Return, word for word, the line that contains "Expected: one point per instance of the tree line, each" and every line after it through the end of the records.

-- Opening Marker --

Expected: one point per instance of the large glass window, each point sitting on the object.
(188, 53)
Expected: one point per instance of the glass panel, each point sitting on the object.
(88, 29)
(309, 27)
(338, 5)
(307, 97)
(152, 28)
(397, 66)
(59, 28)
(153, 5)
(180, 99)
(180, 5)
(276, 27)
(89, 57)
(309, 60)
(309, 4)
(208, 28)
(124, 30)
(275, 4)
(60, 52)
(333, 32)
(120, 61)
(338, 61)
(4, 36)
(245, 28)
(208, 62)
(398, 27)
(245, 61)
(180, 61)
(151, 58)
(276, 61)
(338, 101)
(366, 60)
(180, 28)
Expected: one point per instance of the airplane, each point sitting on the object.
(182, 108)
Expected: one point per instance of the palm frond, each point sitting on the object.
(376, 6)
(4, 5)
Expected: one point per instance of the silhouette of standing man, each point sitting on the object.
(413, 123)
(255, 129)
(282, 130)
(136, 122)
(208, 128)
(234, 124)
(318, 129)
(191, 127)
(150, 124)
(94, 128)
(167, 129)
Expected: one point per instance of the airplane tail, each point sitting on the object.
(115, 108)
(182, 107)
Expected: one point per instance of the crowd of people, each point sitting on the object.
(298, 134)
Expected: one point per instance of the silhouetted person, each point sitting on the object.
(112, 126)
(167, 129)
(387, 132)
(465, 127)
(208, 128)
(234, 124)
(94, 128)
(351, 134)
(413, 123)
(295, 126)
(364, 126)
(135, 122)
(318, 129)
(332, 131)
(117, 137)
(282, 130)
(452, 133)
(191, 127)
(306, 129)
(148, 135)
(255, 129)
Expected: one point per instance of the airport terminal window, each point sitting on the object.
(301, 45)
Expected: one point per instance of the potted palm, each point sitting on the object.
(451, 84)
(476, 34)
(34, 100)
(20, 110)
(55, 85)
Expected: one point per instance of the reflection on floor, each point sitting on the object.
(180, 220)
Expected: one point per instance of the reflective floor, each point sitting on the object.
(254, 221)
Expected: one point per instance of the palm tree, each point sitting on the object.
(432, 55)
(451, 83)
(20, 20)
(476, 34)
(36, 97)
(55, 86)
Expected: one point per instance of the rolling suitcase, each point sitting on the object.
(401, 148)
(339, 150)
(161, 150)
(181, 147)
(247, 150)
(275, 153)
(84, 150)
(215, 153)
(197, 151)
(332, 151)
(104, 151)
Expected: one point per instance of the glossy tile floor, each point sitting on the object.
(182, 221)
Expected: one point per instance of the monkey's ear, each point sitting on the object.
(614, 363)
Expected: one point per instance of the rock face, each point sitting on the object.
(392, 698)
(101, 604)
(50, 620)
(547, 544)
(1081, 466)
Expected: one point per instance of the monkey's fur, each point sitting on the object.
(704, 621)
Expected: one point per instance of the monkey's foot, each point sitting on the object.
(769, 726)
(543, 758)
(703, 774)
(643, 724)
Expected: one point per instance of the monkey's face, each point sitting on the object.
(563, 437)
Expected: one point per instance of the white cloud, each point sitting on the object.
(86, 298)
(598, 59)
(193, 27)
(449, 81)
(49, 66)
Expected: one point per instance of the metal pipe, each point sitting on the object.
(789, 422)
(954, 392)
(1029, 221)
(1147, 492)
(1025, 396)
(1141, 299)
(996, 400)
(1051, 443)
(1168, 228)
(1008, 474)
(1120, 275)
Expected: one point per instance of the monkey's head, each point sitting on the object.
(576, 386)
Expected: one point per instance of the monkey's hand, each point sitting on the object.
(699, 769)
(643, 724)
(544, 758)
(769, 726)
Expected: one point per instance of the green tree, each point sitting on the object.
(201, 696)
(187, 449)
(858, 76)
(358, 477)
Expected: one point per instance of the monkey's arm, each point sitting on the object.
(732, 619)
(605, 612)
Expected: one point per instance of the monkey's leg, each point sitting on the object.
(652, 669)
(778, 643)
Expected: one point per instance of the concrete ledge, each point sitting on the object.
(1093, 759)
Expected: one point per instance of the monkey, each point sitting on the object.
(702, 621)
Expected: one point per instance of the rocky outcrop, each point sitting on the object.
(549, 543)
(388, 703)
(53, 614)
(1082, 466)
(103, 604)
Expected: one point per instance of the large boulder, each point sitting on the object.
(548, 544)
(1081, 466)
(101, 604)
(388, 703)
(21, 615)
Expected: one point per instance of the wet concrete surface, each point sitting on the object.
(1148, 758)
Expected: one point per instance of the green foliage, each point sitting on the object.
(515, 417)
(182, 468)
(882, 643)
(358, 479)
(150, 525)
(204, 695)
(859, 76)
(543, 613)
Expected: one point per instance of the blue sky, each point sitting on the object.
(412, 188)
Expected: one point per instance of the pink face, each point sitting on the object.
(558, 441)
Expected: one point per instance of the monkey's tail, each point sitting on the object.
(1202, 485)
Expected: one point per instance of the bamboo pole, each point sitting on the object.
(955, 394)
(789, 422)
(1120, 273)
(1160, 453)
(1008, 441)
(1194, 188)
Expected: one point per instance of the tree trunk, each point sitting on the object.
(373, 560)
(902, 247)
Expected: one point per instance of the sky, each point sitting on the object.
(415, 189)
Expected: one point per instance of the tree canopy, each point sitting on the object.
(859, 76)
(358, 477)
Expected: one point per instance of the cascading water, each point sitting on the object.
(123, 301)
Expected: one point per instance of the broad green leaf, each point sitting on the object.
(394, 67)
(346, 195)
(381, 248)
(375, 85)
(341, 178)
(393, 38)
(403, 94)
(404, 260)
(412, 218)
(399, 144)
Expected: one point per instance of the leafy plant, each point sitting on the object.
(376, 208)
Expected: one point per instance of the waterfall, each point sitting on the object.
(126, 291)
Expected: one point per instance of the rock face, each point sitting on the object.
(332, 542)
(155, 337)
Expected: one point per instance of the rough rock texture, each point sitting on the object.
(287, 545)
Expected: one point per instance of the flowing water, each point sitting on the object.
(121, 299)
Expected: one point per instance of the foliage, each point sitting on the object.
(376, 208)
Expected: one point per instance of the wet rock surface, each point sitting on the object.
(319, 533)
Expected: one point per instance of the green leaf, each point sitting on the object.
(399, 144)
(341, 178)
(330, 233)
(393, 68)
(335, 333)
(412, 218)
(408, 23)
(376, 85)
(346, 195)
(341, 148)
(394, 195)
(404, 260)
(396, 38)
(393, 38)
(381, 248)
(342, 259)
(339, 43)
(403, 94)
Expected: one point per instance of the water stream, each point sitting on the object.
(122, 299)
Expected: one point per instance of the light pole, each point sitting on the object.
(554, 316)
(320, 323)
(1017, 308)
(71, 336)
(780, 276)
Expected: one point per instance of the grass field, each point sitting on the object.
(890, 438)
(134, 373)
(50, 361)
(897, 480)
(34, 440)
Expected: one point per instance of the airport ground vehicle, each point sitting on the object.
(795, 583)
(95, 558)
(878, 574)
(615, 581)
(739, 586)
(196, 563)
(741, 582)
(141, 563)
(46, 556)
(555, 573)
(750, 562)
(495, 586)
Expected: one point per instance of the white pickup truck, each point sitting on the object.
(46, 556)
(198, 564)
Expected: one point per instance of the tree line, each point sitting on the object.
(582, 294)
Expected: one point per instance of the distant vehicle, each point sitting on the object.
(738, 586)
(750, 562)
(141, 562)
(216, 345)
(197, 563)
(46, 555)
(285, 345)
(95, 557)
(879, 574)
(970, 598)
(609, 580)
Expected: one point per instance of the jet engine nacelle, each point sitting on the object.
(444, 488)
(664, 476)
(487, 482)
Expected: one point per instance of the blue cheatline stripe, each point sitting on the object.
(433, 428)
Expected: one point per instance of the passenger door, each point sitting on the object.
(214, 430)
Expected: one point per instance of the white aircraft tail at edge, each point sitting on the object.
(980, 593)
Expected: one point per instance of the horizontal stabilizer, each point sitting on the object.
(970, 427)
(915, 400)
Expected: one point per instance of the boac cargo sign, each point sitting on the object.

-- Closing Marker --

Answer below:
Expected: one point per instance of the tree line, each point sitting on the object.
(582, 294)
Expected: one point per instance of the distant vehicle, each point sitting on the object.
(738, 586)
(750, 562)
(141, 562)
(216, 345)
(197, 563)
(46, 555)
(285, 345)
(95, 557)
(879, 574)
(970, 598)
(609, 580)
Expected: one point per instance of the jet engine nacelle, each point sitting on the object.
(444, 488)
(664, 476)
(487, 482)
Expected: one point per instance of the blue cheatline stripe, each point sitting on the object.
(433, 428)
Expected: one point per instance of the passenger door, each point sitting on the object.
(214, 430)
Expected: one point per instance of the white aircraft tail at edge, each point sitting on the object.
(980, 593)
Expected: one point per instance of the horizontal stabilizer, each point sitting on the object.
(970, 427)
(915, 400)
Expected: one point per instance of the boac cargo sign, each point sitting on the object.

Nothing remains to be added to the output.